Please write out the lines from the one holding "Expected: one point per instance of the grassy" through the last line, both included, and increase every point coordinate by 44. Leave the pictures out of your answer.

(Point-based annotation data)
-=-=-=-=-
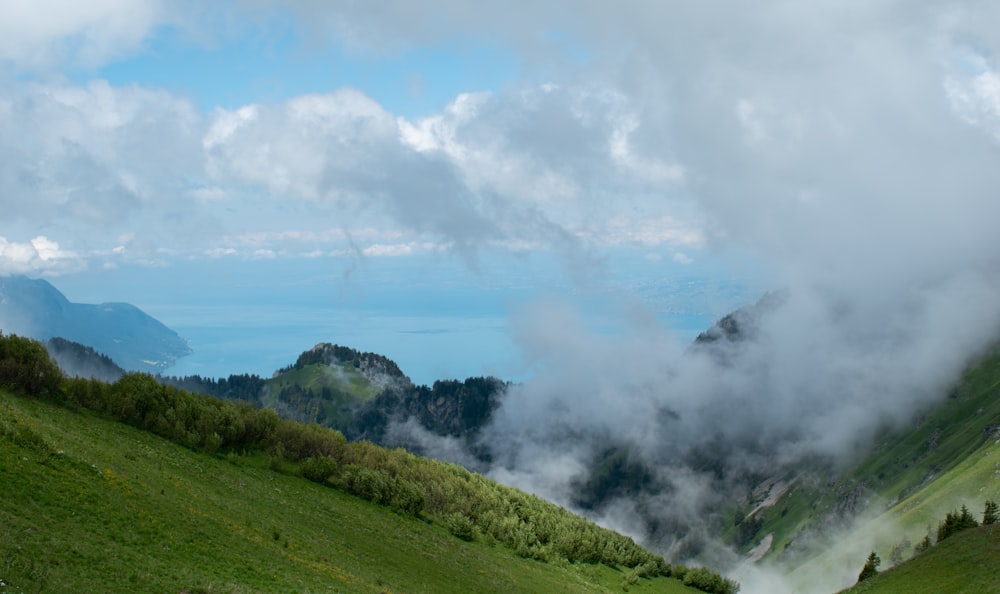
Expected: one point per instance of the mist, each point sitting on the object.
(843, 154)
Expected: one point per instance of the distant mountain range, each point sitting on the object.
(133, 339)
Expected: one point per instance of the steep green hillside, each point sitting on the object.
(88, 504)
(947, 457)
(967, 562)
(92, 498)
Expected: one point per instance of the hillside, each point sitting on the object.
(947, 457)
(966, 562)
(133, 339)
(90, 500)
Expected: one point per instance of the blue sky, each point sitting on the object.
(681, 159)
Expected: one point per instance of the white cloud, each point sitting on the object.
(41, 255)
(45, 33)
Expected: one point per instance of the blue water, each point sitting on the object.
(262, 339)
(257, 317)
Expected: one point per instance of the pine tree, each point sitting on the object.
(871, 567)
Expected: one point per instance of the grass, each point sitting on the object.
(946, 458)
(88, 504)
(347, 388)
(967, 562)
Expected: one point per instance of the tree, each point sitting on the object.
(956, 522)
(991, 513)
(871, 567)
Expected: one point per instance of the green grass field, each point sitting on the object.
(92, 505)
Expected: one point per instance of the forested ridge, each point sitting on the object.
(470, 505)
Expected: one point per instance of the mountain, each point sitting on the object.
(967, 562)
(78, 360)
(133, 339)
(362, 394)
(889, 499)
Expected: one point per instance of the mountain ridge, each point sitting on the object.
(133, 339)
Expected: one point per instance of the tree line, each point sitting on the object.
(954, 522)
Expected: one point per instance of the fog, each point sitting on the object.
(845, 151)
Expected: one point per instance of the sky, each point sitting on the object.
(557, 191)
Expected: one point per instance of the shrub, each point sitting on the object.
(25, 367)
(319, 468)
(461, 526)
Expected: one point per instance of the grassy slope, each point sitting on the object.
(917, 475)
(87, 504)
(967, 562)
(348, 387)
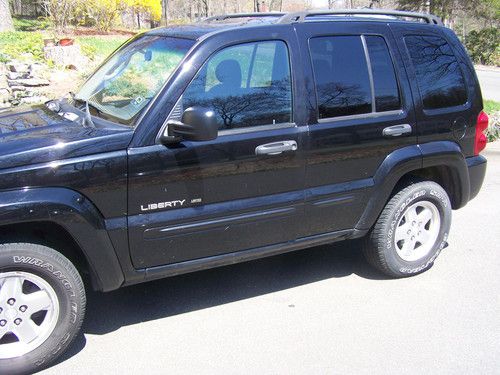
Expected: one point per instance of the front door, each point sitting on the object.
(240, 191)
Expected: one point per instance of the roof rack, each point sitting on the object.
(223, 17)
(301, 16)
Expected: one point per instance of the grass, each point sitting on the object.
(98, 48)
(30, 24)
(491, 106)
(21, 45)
-=-=-=-=-
Result for this exercise:
Expected: one point per instance of the grassy slope, each point sitting on the object.
(961, 519)
(131, 548)
(1011, 606)
(392, 431)
Expected: one point per instance of the front door, each point sitting on the object.
(284, 235)
Expected: one point per instance of the roof rack, each point sitting on the object.
(267, 61)
(345, 60)
Expected: one point per instance of the grass, each point sitting on the object.
(142, 92)
(74, 68)
(535, 150)
(65, 89)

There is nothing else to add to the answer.